Main text
At first sight, RNA polymerase II has evolved to function in a rather curious way with respect to genome integrity. Intuitively, we might expect the holoenzyme once loaded to simply follow the helical turns of the template strand, displacing histones and creating a single stranded bubble in a very localised region but causing minimal disruption to surrounding genome topology. This is not how RNA polymerase II operates: it passages DNA through the active site, creating positive supercoils ahead of the holoenzyme and negative supercoils behind that must be either resolved by topoisomerases or allowed to relax when the polymerase dissociates (Tsao et al., 1989). Quite how RNA polymerase achieves this remains unclear – even the bacterial RNA polymerase II working on a naked DNA can induce supercoiling (Janissen et al., 2023)  – and although this behaviour facilitates the release of the nascent RNA (which would otherwise become wound around the DNA) it also creates a set of vulnerabilities for mutation:
  1. Transcription requires the DNA helix to be transiently melted, and the single-stranded DNA (ssDNA) formed is more sensitive to chemical insults than dsDNA.
  2. Supercoiling around the polymerase must be relaxed by topoisomerases, which can be mutagenic when topoisomerase action is not completed.
  3. The transcription regulatory machinery and RNA polymerases must be removed to allow passage of replication forks.

* _DATA SHOWN_:
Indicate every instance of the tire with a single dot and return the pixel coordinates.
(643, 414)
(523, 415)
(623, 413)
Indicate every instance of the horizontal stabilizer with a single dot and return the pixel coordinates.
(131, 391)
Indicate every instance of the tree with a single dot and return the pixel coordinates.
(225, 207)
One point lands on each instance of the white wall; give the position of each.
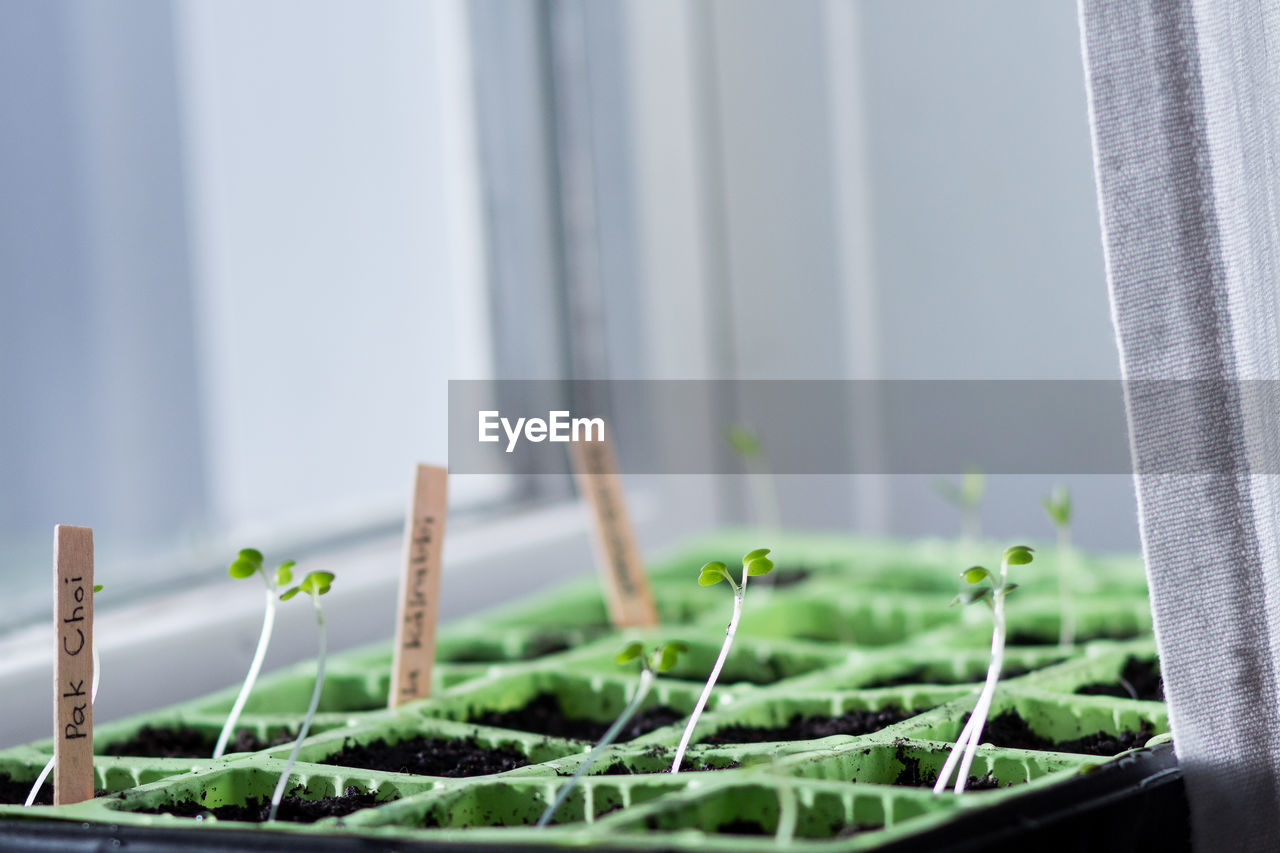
(336, 232)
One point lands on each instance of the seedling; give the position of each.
(1057, 506)
(965, 497)
(755, 562)
(659, 660)
(247, 564)
(92, 697)
(764, 491)
(990, 589)
(315, 584)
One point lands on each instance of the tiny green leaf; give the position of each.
(246, 564)
(630, 652)
(1018, 555)
(712, 573)
(668, 655)
(970, 596)
(743, 441)
(1057, 505)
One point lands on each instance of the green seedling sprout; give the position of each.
(92, 697)
(965, 497)
(247, 564)
(764, 491)
(1057, 506)
(659, 660)
(755, 562)
(315, 584)
(990, 589)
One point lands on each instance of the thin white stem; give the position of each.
(988, 692)
(711, 682)
(306, 723)
(49, 765)
(592, 757)
(956, 751)
(1065, 560)
(264, 638)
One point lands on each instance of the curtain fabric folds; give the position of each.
(1183, 109)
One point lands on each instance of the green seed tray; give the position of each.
(854, 625)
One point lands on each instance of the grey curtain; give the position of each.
(1183, 106)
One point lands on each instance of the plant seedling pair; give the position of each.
(248, 562)
(659, 660)
(992, 593)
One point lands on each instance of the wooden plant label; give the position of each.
(73, 664)
(626, 588)
(419, 602)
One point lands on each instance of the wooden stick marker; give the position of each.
(419, 603)
(626, 587)
(73, 664)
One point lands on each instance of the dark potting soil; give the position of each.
(1010, 730)
(1027, 638)
(184, 742)
(428, 757)
(1138, 680)
(292, 808)
(920, 675)
(913, 776)
(543, 715)
(813, 726)
(14, 792)
(743, 826)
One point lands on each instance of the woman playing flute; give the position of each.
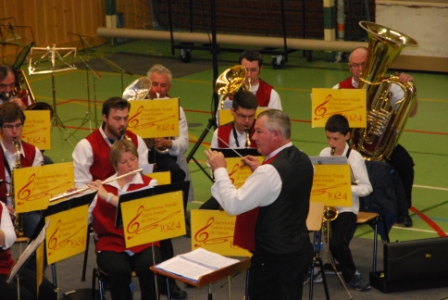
(113, 258)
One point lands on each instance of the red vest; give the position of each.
(111, 238)
(263, 93)
(224, 132)
(27, 161)
(244, 232)
(346, 84)
(6, 261)
(102, 167)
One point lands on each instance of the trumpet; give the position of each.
(230, 82)
(83, 189)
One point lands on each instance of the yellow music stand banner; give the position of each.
(66, 234)
(162, 177)
(332, 185)
(154, 118)
(350, 103)
(37, 129)
(213, 230)
(35, 186)
(225, 115)
(238, 173)
(153, 218)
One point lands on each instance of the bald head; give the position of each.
(356, 62)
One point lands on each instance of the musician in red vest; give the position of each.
(236, 134)
(267, 97)
(113, 257)
(400, 158)
(9, 82)
(91, 154)
(28, 290)
(12, 120)
(280, 188)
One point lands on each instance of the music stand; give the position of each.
(60, 60)
(25, 256)
(215, 98)
(87, 49)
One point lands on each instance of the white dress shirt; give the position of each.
(83, 159)
(358, 166)
(260, 189)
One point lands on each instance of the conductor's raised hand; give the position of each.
(251, 161)
(215, 159)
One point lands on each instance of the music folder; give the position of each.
(233, 152)
(183, 186)
(333, 160)
(54, 208)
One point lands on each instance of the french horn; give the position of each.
(230, 82)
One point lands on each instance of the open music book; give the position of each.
(195, 264)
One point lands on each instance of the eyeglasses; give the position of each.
(354, 65)
(241, 116)
(252, 70)
(17, 126)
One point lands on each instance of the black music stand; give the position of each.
(215, 98)
(26, 255)
(61, 206)
(60, 60)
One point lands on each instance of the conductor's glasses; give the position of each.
(16, 126)
(243, 116)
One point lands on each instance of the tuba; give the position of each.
(385, 120)
(230, 82)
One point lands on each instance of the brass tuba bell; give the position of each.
(385, 121)
(230, 82)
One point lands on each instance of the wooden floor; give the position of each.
(425, 137)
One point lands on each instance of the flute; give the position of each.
(68, 194)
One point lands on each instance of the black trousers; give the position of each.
(119, 266)
(342, 231)
(403, 163)
(279, 276)
(27, 287)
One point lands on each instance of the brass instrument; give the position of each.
(385, 121)
(19, 218)
(139, 90)
(230, 82)
(330, 212)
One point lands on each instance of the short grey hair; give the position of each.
(277, 119)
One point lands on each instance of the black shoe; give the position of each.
(359, 284)
(405, 220)
(175, 292)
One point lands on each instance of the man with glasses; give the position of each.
(236, 134)
(266, 95)
(400, 159)
(12, 119)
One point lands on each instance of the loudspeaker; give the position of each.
(413, 265)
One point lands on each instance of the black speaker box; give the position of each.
(413, 265)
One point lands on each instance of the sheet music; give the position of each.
(28, 252)
(333, 160)
(195, 264)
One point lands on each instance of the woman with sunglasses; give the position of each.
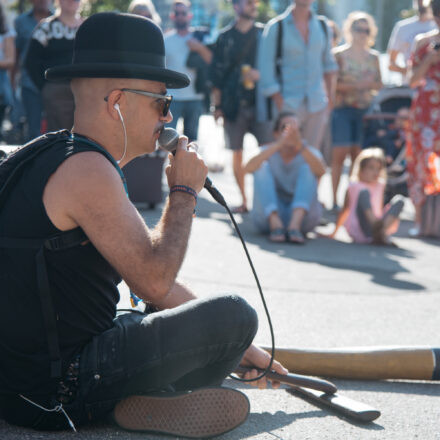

* _USING THE INFORMATION_:
[1] In the text on RNA polymerase II and genome integrity, what kind of supercoils form ahead of the holoenzyme?
[2] Write the next part of the text on RNA polymerase II and genome integrity, picking up after its final numbered point.

* _RESPONSES BY ITEM NUMBER_:
[1] Positive supercoils form ahead of the holoenzyme.

[2]
  4. Negative supercoiling behind the polymerase enhances the formation of non-B DNA structures, such as G-quadruplexes and RNA:DNA hybrids called R-loops, which are considered to be a threat to genome stability.
Many of these vulnerabilities arise from interactions between DNA replication and direct or indirect outcomes of transcription. The replisome moves extremely rapidly and must traverse transcriptional units almost without pause to duplicate chromosomes sufficiently fast not to become the rate limiting step of cell division. Here we review the mechanisms by which transcription may induce DNA damage in the budding yeast S. cerevisiae , focusing particularly on interactions with DNA replication, and assess whether genome structure has evolved to enhance genetic heterogeneity at particular times and places by increasing vulnerability to transcription-induced genome instability.